> [What is expected] Wherever the string "hazy" appears in the records, return the line that holds it.

> [Entries supplied]
Content starts

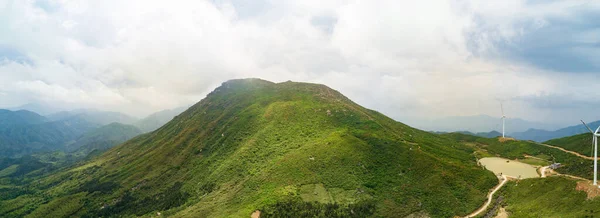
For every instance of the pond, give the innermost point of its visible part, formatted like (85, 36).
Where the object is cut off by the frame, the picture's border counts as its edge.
(509, 167)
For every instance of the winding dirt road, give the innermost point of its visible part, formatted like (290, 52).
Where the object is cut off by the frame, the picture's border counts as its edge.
(490, 197)
(543, 175)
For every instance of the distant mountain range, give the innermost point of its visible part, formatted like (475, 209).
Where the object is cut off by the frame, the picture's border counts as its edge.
(481, 123)
(94, 116)
(491, 134)
(286, 149)
(487, 126)
(156, 120)
(24, 132)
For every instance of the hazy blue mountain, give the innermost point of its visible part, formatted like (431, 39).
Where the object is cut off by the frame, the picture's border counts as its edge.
(18, 140)
(39, 108)
(103, 138)
(21, 117)
(158, 119)
(94, 116)
(540, 135)
(491, 134)
(481, 123)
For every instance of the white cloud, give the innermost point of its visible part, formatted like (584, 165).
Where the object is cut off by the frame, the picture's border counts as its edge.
(408, 59)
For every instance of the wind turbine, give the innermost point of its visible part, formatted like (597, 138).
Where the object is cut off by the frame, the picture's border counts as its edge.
(503, 118)
(595, 144)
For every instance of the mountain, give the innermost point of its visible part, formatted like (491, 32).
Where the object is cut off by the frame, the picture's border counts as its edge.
(581, 143)
(94, 116)
(103, 138)
(544, 135)
(17, 140)
(158, 119)
(282, 148)
(480, 123)
(491, 134)
(21, 117)
(39, 108)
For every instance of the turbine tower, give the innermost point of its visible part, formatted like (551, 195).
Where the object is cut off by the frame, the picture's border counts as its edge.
(595, 135)
(503, 118)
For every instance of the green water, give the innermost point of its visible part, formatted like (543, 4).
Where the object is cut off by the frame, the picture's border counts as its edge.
(509, 167)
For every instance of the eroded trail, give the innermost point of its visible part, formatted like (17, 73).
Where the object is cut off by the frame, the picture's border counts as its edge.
(490, 197)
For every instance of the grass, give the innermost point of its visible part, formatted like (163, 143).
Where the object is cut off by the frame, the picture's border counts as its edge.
(572, 164)
(581, 143)
(253, 144)
(535, 161)
(549, 197)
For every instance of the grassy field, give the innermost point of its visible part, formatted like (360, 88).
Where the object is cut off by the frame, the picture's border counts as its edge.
(252, 144)
(549, 197)
(518, 150)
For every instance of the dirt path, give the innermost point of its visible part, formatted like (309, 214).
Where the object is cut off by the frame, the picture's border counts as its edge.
(543, 171)
(570, 152)
(490, 197)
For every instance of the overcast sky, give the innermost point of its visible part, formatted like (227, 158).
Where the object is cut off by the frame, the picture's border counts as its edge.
(411, 60)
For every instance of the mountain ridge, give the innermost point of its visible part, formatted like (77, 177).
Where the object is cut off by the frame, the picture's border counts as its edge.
(253, 144)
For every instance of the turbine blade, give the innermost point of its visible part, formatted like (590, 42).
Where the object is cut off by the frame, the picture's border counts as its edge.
(588, 127)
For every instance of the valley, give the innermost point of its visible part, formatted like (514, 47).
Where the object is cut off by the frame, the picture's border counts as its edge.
(283, 149)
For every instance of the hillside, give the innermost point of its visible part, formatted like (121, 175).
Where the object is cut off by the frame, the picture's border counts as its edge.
(253, 144)
(549, 197)
(158, 119)
(581, 143)
(528, 152)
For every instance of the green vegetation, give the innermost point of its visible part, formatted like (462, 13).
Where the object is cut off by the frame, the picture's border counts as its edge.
(549, 197)
(253, 144)
(572, 164)
(581, 143)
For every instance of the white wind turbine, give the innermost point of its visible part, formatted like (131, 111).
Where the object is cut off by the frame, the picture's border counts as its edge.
(595, 144)
(503, 118)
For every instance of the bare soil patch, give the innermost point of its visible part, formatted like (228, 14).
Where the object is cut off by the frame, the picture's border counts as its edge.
(591, 190)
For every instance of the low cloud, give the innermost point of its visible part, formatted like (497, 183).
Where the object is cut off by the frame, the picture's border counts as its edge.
(411, 60)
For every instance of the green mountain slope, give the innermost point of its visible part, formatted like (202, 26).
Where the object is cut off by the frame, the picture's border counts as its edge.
(253, 144)
(581, 143)
(549, 197)
(572, 164)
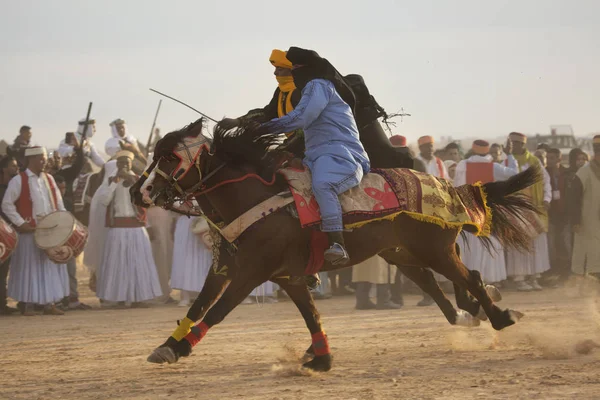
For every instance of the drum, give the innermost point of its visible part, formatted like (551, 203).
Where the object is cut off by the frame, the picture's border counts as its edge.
(61, 236)
(8, 240)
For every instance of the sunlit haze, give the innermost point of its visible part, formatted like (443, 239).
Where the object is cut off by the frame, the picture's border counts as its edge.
(461, 68)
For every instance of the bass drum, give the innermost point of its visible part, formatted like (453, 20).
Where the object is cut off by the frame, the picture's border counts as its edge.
(61, 236)
(8, 240)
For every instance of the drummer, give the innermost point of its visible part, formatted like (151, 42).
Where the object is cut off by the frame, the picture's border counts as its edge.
(30, 196)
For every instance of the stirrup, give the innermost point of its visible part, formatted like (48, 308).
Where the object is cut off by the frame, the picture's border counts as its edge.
(336, 255)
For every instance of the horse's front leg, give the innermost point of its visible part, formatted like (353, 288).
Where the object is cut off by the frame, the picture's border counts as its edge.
(233, 295)
(212, 290)
(319, 350)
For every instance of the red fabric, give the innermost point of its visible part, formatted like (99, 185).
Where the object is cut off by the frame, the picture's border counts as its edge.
(480, 172)
(318, 244)
(197, 333)
(440, 167)
(320, 344)
(25, 204)
(387, 202)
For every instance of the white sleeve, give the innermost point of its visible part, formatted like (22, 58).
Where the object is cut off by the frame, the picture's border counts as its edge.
(13, 191)
(108, 194)
(502, 173)
(112, 147)
(547, 186)
(95, 156)
(460, 176)
(65, 150)
(60, 205)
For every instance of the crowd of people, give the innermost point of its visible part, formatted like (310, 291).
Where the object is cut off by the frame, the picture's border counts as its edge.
(137, 256)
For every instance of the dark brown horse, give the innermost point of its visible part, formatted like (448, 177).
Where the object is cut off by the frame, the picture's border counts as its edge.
(226, 174)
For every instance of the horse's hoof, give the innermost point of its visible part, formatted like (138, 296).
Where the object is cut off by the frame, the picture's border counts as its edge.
(493, 293)
(506, 318)
(463, 318)
(309, 354)
(515, 315)
(163, 355)
(320, 363)
(481, 315)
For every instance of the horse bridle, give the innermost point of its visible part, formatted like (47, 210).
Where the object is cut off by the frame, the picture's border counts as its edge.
(173, 190)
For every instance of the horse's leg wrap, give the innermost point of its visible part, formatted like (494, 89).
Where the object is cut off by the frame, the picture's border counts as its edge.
(196, 333)
(320, 344)
(183, 329)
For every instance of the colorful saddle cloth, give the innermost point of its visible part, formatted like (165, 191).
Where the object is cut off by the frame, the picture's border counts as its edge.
(384, 194)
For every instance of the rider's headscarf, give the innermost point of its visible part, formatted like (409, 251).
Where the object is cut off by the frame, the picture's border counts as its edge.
(308, 65)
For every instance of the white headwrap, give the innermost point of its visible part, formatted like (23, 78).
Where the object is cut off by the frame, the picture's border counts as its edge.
(90, 129)
(112, 145)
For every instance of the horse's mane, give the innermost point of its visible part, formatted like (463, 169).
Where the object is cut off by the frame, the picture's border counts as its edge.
(164, 147)
(247, 144)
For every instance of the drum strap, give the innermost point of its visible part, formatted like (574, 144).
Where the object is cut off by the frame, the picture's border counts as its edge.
(25, 203)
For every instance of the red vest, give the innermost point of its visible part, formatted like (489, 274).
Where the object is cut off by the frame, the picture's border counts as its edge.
(440, 165)
(480, 172)
(25, 204)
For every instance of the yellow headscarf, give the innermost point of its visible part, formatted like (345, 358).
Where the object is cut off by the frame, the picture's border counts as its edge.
(285, 83)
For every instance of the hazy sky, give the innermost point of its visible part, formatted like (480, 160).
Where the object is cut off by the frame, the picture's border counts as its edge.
(462, 68)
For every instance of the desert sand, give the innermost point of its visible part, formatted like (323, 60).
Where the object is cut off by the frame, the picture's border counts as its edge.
(255, 353)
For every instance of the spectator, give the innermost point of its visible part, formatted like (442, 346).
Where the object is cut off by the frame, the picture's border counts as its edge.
(374, 271)
(452, 152)
(451, 167)
(433, 165)
(586, 216)
(496, 153)
(17, 150)
(526, 268)
(35, 279)
(9, 168)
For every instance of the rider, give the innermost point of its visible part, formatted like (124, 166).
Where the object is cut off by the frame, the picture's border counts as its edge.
(285, 98)
(334, 153)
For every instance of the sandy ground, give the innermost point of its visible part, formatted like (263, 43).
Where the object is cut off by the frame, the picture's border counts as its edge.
(411, 353)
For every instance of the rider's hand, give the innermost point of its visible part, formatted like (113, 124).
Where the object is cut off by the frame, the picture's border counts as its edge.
(508, 147)
(229, 123)
(26, 228)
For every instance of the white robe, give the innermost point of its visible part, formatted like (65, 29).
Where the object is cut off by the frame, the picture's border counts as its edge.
(97, 229)
(112, 145)
(34, 278)
(474, 255)
(520, 264)
(127, 272)
(67, 150)
(191, 258)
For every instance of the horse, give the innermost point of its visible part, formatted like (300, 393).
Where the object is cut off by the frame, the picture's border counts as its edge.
(277, 245)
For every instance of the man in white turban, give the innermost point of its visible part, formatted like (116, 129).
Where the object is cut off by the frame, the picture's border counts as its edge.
(67, 149)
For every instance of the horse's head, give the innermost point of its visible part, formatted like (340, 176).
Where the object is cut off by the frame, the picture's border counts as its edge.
(177, 168)
(184, 160)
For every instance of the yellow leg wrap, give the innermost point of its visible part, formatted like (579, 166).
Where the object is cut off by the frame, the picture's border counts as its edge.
(183, 329)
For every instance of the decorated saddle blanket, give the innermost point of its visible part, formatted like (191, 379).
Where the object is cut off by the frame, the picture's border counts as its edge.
(384, 194)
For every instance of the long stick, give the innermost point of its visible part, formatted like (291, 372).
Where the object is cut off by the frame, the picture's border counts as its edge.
(188, 106)
(85, 124)
(152, 129)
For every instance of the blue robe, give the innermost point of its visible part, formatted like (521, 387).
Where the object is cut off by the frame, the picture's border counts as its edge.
(334, 153)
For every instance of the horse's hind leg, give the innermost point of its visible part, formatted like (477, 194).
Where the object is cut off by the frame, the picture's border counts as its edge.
(424, 278)
(449, 264)
(319, 348)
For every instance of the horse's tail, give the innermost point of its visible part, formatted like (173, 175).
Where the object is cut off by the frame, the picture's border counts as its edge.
(508, 207)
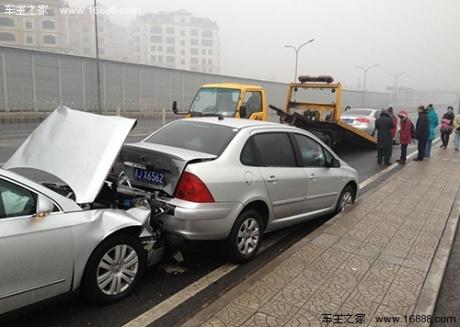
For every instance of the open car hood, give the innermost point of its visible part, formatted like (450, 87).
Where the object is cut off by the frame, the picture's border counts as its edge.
(75, 146)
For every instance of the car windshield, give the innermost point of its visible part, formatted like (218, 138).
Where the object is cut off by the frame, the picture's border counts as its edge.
(358, 112)
(195, 136)
(216, 101)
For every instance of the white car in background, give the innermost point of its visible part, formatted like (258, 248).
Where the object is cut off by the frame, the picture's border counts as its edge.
(362, 118)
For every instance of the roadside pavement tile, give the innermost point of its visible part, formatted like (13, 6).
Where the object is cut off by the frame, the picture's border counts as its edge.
(308, 253)
(391, 259)
(367, 250)
(262, 320)
(325, 240)
(233, 314)
(338, 287)
(356, 265)
(279, 309)
(357, 304)
(418, 263)
(330, 260)
(264, 291)
(214, 322)
(305, 319)
(319, 304)
(295, 295)
(347, 244)
(386, 311)
(249, 300)
(405, 288)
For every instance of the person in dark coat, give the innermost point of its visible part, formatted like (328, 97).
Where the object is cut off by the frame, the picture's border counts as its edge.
(447, 126)
(421, 132)
(384, 125)
(405, 135)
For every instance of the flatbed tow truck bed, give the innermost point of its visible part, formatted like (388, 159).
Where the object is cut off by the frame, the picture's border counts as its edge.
(322, 119)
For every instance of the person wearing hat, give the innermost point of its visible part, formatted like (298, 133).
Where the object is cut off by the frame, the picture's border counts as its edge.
(457, 132)
(421, 132)
(383, 125)
(447, 125)
(406, 132)
(433, 121)
(394, 120)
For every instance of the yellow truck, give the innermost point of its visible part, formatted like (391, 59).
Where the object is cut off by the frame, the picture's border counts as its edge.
(228, 100)
(321, 118)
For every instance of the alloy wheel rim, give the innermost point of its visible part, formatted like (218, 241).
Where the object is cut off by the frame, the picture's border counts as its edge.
(248, 236)
(117, 269)
(347, 201)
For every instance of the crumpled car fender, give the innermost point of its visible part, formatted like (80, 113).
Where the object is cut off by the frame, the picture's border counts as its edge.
(100, 225)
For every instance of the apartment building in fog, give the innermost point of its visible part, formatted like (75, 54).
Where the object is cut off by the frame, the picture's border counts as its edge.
(176, 40)
(34, 26)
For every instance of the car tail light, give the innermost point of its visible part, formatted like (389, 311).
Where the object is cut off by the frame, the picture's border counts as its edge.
(191, 188)
(362, 119)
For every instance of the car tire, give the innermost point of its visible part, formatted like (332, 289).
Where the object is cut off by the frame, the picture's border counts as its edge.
(107, 279)
(346, 198)
(246, 236)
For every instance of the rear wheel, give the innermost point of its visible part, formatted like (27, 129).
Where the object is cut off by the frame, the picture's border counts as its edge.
(114, 269)
(246, 236)
(346, 199)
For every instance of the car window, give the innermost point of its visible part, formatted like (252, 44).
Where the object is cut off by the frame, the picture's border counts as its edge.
(311, 151)
(275, 149)
(15, 201)
(248, 156)
(253, 103)
(195, 136)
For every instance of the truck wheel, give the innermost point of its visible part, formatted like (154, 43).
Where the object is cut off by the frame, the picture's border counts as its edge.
(246, 236)
(327, 139)
(114, 269)
(346, 199)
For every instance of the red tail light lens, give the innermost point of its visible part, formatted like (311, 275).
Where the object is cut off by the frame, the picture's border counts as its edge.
(191, 188)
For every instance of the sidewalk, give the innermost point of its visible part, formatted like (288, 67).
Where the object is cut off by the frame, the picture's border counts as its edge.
(374, 260)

Content ends

> [Exercise solution]
For every instance of the hazy blue mountain, give the innermost point of its visible part, formatted like (431, 39).
For every instance of the hazy sky, give the innermost point of its visible part, formatted like (480, 160).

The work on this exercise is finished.